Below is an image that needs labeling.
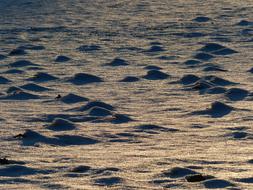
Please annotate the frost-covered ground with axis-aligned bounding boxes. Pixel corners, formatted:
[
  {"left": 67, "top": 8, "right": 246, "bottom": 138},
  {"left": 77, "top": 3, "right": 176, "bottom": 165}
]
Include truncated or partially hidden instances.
[{"left": 0, "top": 0, "right": 253, "bottom": 189}]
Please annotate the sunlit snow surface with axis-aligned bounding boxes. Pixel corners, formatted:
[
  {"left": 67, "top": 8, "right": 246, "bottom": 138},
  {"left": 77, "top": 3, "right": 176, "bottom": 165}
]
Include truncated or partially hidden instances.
[{"left": 0, "top": 0, "right": 253, "bottom": 189}]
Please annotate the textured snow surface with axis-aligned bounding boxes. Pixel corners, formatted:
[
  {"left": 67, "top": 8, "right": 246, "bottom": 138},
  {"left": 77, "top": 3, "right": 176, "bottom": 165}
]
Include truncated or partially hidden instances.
[{"left": 0, "top": 0, "right": 253, "bottom": 189}]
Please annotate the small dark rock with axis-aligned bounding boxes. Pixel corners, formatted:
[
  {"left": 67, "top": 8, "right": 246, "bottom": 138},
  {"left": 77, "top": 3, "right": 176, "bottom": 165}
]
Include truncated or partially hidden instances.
[
  {"left": 55, "top": 94, "right": 62, "bottom": 99},
  {"left": 71, "top": 165, "right": 91, "bottom": 173},
  {"left": 14, "top": 133, "right": 26, "bottom": 139},
  {"left": 185, "top": 174, "right": 212, "bottom": 182},
  {"left": 0, "top": 158, "right": 9, "bottom": 165}
]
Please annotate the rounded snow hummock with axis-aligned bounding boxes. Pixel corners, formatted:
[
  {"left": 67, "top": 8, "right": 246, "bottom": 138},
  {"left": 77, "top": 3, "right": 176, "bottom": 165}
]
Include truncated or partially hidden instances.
[
  {"left": 144, "top": 65, "right": 162, "bottom": 70},
  {"left": 0, "top": 54, "right": 7, "bottom": 61},
  {"left": 185, "top": 80, "right": 214, "bottom": 92},
  {"left": 180, "top": 74, "right": 200, "bottom": 85},
  {"left": 20, "top": 83, "right": 51, "bottom": 92},
  {"left": 203, "top": 65, "right": 227, "bottom": 72},
  {"left": 67, "top": 73, "right": 103, "bottom": 85},
  {"left": 192, "top": 16, "right": 211, "bottom": 22},
  {"left": 6, "top": 86, "right": 22, "bottom": 94},
  {"left": 18, "top": 44, "right": 45, "bottom": 51},
  {"left": 59, "top": 93, "right": 89, "bottom": 104},
  {"left": 203, "top": 179, "right": 234, "bottom": 189},
  {"left": 9, "top": 48, "right": 27, "bottom": 56},
  {"left": 143, "top": 70, "right": 169, "bottom": 80},
  {"left": 224, "top": 88, "right": 249, "bottom": 101},
  {"left": 199, "top": 43, "right": 238, "bottom": 55},
  {"left": 191, "top": 101, "right": 234, "bottom": 118},
  {"left": 70, "top": 165, "right": 91, "bottom": 173},
  {"left": 0, "top": 90, "right": 40, "bottom": 100},
  {"left": 55, "top": 55, "right": 71, "bottom": 62},
  {"left": 9, "top": 60, "right": 38, "bottom": 68},
  {"left": 74, "top": 100, "right": 115, "bottom": 112},
  {"left": 0, "top": 76, "right": 11, "bottom": 84},
  {"left": 236, "top": 20, "right": 253, "bottom": 26},
  {"left": 193, "top": 52, "right": 214, "bottom": 61},
  {"left": 77, "top": 45, "right": 101, "bottom": 52},
  {"left": 134, "top": 124, "right": 178, "bottom": 133},
  {"left": 3, "top": 69, "right": 25, "bottom": 74},
  {"left": 0, "top": 164, "right": 48, "bottom": 177},
  {"left": 204, "top": 75, "right": 237, "bottom": 86},
  {"left": 162, "top": 167, "right": 198, "bottom": 178},
  {"left": 47, "top": 118, "right": 77, "bottom": 131},
  {"left": 105, "top": 58, "right": 129, "bottom": 66},
  {"left": 27, "top": 72, "right": 58, "bottom": 82},
  {"left": 88, "top": 106, "right": 112, "bottom": 117},
  {"left": 247, "top": 67, "right": 253, "bottom": 73},
  {"left": 198, "top": 43, "right": 227, "bottom": 52},
  {"left": 146, "top": 45, "right": 165, "bottom": 53},
  {"left": 94, "top": 177, "right": 123, "bottom": 186},
  {"left": 183, "top": 59, "right": 202, "bottom": 65},
  {"left": 119, "top": 76, "right": 140, "bottom": 82}
]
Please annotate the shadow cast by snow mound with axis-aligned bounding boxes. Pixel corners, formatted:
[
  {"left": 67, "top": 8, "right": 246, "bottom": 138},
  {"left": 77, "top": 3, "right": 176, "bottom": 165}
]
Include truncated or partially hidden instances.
[
  {"left": 67, "top": 165, "right": 121, "bottom": 178},
  {"left": 133, "top": 124, "right": 179, "bottom": 134},
  {"left": 28, "top": 113, "right": 95, "bottom": 123}
]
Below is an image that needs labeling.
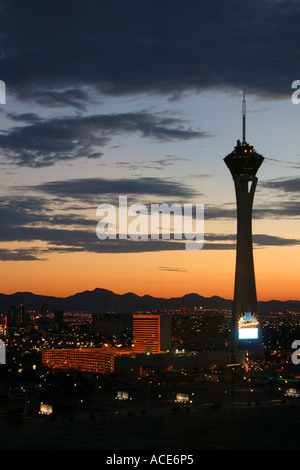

================================

Looking at the data above, show all lines where the word "surface" occurs.

Please annotate the sunlit snow surface with axis-aligned bounding boxes. Pixel corners, formatted:
Please annotate the textured snow surface with axis-aligned bounding boxes. Pixel corners, formatted:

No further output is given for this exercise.